**TASK BRIEF**:
Gather every line of the material below that contains the string "sleeve", and copy each one unchanged.

[Data drawn from a collection]
++++++++++

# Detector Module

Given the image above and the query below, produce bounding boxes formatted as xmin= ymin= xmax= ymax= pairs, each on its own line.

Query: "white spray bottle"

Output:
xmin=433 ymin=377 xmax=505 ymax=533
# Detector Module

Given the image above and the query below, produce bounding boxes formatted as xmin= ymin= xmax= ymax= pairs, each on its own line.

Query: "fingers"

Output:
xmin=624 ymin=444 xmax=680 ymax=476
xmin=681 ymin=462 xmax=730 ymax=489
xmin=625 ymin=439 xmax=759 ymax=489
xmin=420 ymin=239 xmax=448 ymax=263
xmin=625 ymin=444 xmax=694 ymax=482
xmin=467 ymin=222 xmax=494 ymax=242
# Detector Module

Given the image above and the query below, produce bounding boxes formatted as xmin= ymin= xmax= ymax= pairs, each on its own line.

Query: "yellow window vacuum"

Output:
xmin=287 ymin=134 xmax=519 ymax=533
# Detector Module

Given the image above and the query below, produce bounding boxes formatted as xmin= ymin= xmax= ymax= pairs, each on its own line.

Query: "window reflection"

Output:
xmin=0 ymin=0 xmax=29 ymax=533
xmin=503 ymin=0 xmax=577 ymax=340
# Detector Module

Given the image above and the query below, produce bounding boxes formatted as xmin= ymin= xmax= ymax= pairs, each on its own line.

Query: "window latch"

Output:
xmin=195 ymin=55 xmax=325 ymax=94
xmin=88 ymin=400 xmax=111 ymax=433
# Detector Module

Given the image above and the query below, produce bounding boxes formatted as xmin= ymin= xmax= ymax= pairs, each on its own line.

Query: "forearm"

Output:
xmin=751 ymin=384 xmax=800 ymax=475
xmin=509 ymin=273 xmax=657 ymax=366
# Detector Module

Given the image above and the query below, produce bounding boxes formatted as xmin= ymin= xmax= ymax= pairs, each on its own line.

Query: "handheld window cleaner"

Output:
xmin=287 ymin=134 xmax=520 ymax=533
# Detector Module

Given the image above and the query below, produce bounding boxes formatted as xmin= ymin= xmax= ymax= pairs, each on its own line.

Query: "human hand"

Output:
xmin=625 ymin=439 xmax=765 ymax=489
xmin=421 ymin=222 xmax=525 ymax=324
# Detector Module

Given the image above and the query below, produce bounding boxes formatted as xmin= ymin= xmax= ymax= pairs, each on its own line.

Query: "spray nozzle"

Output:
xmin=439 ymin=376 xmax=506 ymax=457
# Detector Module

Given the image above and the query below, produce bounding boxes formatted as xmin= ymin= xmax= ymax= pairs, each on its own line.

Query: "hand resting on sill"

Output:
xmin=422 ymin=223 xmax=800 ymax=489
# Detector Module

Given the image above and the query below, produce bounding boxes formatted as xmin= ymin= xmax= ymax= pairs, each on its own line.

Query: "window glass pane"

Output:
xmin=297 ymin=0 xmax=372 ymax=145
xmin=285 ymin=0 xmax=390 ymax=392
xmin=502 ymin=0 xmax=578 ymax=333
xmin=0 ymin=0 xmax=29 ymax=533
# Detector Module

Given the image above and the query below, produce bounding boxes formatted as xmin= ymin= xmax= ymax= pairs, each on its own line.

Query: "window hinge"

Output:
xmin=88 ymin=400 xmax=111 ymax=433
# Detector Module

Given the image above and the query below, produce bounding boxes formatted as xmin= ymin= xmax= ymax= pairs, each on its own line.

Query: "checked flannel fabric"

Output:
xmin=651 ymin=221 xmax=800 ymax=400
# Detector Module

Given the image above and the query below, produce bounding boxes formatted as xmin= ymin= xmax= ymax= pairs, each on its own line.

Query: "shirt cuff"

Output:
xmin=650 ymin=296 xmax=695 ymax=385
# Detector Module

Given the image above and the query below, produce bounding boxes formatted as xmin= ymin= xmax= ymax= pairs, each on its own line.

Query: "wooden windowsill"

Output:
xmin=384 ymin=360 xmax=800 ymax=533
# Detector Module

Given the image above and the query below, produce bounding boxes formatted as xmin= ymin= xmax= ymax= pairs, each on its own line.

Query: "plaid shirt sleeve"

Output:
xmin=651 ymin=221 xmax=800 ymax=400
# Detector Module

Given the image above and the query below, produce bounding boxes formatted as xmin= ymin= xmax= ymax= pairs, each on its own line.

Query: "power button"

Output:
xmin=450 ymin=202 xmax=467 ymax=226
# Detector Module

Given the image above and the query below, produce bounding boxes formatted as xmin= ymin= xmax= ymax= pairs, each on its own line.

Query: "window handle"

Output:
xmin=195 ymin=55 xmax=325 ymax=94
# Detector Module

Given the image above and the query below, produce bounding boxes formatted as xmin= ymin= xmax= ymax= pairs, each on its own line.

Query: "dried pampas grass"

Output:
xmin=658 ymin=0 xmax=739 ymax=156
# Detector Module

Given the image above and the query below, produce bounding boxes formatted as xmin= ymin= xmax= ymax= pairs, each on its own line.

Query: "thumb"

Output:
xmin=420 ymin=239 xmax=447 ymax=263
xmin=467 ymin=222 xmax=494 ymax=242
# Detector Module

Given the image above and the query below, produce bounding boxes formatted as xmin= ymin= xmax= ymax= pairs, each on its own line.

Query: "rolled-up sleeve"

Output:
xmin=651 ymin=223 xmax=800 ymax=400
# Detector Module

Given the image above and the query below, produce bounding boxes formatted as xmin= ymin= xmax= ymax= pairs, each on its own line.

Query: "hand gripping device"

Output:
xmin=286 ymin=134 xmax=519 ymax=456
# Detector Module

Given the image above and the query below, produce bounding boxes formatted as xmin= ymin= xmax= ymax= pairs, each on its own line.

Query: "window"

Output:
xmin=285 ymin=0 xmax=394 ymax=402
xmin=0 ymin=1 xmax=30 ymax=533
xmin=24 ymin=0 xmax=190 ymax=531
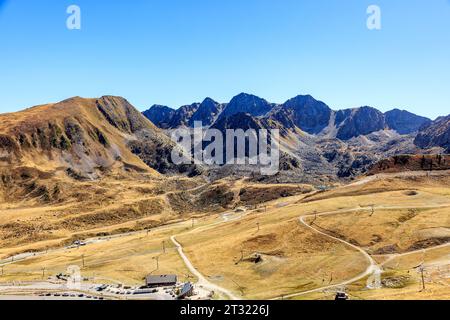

++++++++++

**ANSWER FOR THE TASK**:
Query: "plaid shirt sleeve"
Query: "rolled-up sleeve"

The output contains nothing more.